I just finished reading Lois McMaster Bujold's Paladin of Souls. What a subtle charmer!

I've never read her works before, but I picked this book up after the cover art caught my interest the other day.

The story started off slow--a bit too slow for my tastes, actually--but the endearing characterization and the vivid descriptive detail kept me going until I reached the second third of the book, where the plot picks up. From there, it was a page-turner all the way. I had trouble putting it down and forcing myself to go to sleep, for a few nights.

The tale describes the growth and redemption of Ista, a middle-aged noblewoman who suffered from a bout of madness in the early years of adulthood and the subsequent loss of her husband and son. As the story begins, Ista has decided that she can no longer bear to live trapped in her royal home with her grief, and seeks a way to escape the suffocating habits of her dutiful attendants. She devises a plan that will allow her to leave her home for a time on official business--a religious pilgrimage, in fact--but encounters more trouble than she bargained for on her journey.

Ista's prior madness, readers learn, was actually not madness at all, but part of a curse over her family that forces them to act as servants of the gods. The effects she suffered became dormant for a time, but as the story progresses, they surface again and she must find a way to contend with the meddling of the gods as their chosen agent. She is charged with the duty of solving a mystery that leaves one brother dead but walking and the other forced into an unnatural sleep that only ends for a few short hours each day.

By far the character I found most interesting was Ista. She understands courtly manners and observes them, but her actions are constantly shadowed by interior monologues that reveal her true personality: a lonely woman with an iron will and a wry, witty sense of humor. She's the oldest and most eccentric main character I've ever seen in this kind of high fantasy story, and I was thoroughly impressed that Bujold made her worthy of that role despite her atypical age and demeanor. The characterization of the other major players in the story deserves similar praise.

You'll fall in love with at least one of these characters. You'll be moved to pity and fear and sorrow. Ista's journey is one worth sharing.

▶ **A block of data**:
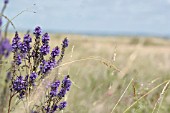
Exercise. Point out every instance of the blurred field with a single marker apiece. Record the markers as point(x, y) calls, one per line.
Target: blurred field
point(98, 85)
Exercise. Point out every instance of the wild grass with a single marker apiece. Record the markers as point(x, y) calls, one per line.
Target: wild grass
point(114, 75)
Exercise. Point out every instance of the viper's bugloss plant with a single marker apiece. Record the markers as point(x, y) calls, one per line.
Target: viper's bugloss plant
point(5, 47)
point(31, 65)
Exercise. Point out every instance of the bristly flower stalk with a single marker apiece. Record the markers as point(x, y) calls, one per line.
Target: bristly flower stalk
point(32, 61)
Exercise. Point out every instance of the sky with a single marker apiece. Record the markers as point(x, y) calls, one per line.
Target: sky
point(148, 17)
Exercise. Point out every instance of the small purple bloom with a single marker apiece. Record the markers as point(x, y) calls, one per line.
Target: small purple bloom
point(55, 52)
point(54, 88)
point(65, 43)
point(27, 39)
point(15, 42)
point(6, 1)
point(5, 47)
point(33, 76)
point(37, 31)
point(66, 83)
point(62, 105)
point(45, 49)
point(47, 66)
point(23, 47)
point(0, 22)
point(45, 38)
point(18, 60)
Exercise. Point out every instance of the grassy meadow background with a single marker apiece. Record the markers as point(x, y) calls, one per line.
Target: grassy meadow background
point(102, 67)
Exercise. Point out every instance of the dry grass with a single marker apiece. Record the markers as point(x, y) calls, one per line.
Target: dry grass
point(98, 85)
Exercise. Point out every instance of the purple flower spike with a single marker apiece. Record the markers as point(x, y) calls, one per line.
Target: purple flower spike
point(37, 31)
point(45, 38)
point(55, 52)
point(65, 43)
point(54, 88)
point(18, 60)
point(45, 49)
point(0, 22)
point(15, 42)
point(6, 1)
point(62, 105)
point(27, 39)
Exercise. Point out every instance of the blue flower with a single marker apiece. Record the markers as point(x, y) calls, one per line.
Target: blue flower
point(45, 38)
point(15, 42)
point(5, 47)
point(27, 39)
point(54, 88)
point(55, 52)
point(6, 1)
point(62, 105)
point(45, 49)
point(0, 22)
point(18, 60)
point(66, 83)
point(33, 77)
point(65, 43)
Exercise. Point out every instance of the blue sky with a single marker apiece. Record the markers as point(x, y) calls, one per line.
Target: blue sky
point(94, 16)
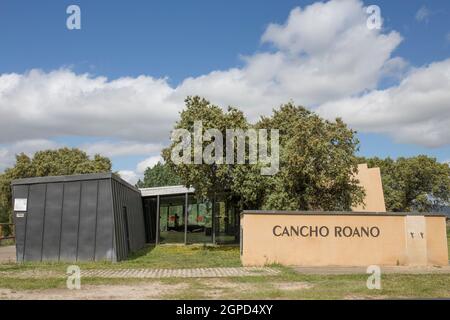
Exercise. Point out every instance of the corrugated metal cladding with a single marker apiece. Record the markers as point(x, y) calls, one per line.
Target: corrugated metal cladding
point(78, 218)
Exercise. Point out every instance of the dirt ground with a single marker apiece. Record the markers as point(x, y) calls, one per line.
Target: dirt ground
point(145, 291)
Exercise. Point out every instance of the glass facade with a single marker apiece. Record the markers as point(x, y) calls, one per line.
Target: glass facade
point(184, 219)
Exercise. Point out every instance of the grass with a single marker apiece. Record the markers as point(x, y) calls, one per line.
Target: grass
point(287, 285)
point(7, 242)
point(162, 256)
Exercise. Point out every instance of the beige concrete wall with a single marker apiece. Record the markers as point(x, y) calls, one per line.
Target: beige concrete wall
point(370, 180)
point(391, 247)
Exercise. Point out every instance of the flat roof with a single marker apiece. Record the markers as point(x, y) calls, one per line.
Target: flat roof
point(165, 191)
point(73, 178)
point(341, 213)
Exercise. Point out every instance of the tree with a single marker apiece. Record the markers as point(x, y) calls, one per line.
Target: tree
point(59, 162)
point(159, 175)
point(317, 160)
point(317, 164)
point(413, 184)
point(208, 180)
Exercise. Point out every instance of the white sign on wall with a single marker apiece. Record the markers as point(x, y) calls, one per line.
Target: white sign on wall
point(20, 204)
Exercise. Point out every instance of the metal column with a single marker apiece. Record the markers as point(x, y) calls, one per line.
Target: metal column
point(214, 218)
point(157, 220)
point(185, 216)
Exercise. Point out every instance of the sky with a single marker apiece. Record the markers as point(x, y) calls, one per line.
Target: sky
point(116, 85)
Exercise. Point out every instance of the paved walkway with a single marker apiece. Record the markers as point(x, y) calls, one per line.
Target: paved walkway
point(150, 273)
point(181, 273)
point(362, 270)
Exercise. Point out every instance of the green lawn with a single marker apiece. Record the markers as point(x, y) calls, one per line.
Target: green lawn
point(287, 285)
point(162, 256)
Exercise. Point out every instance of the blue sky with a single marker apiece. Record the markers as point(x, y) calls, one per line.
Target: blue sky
point(172, 41)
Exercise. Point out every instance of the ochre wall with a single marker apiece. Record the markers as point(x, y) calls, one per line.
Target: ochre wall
point(393, 246)
point(370, 180)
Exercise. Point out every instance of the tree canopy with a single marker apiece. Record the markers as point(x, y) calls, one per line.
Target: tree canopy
point(159, 175)
point(418, 183)
point(64, 161)
point(317, 160)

▶ **Task instructions**:
[1] In the book review, what is Ista's official reason for leaving her home?
[2] Quote the book review from the passage beginning with the words "The tale describes" through the words "on her journey.".

▶ **Task-by-task answers**:
[1] A religious pilgrimage.

[2]
The tale describes the growth and redemption of Ista, a middle-aged noblewoman who suffered from a bout of madness in the early years of adulthood and the subsequent loss of her husband and son. As the story begins, Ista has decided that she can no longer bear to live trapped in her royal home with her grief, and seeks a way to escape the suffocating habits of her dutiful attendants. She devises a plan that will allow her to leave her home for a time on official business--a religious pilgrimage, in fact--but encounters more trouble than she bargained for on her journey.